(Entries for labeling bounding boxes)
..............................

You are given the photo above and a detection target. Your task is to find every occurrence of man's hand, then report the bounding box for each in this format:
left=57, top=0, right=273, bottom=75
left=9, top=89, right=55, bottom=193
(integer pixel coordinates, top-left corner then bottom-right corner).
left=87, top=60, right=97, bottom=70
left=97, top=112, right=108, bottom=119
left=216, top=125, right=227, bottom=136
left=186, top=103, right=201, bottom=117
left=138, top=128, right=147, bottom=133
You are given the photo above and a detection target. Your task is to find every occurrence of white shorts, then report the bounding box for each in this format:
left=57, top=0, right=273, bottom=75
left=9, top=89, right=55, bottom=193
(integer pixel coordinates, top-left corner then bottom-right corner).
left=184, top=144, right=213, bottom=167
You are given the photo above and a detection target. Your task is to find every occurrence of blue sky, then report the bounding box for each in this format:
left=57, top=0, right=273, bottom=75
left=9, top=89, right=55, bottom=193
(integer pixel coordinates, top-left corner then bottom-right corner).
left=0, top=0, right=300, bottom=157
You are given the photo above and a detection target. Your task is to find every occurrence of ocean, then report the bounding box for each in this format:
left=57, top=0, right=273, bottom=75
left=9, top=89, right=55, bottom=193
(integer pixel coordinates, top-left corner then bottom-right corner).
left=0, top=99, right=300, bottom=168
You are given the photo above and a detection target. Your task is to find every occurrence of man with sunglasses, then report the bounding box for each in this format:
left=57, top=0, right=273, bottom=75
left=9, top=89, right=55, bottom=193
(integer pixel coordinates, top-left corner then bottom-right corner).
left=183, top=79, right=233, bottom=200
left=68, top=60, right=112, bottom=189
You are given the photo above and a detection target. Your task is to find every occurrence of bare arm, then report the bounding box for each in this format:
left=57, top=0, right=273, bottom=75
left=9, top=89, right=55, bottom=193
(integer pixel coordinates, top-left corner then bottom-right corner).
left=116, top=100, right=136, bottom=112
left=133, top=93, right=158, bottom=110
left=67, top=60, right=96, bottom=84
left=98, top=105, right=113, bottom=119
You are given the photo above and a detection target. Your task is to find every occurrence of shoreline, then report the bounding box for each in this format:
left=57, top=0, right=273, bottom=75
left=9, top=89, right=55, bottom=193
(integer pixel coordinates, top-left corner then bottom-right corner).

..............................

Description of the task :: From the items above, pull out every line that contains the string "report". Case matters.

Exercise response ::
You are given the photo above and a detection target. Your task is to find every occurrence of man's hand, then report the bounding box for each in this format:
You are given the photo above and a detection target. Your task is to find every occurrence of white shorts, then report the bounding box for each in this format:
You are given the photo above and a detection target. Your task is to find every occurrence of blue sky, then report the bounding box for each in this format:
You are given the photo above and a detection target. Your task is to find every occurrence of ocean, then report the bounding box for each in this format:
You are given the photo above and a detection target. Your task is to find every occurrence of man with sunglasses, then report the bounding box for each in this format:
You are given the photo above and a detection target. Your task is to find every occurrence of bare arm, then report the bounding box for each in this format:
You are given the photo above and a detection target. Your task is to find every occurrence of shoreline, then report the bounding box for each in this format:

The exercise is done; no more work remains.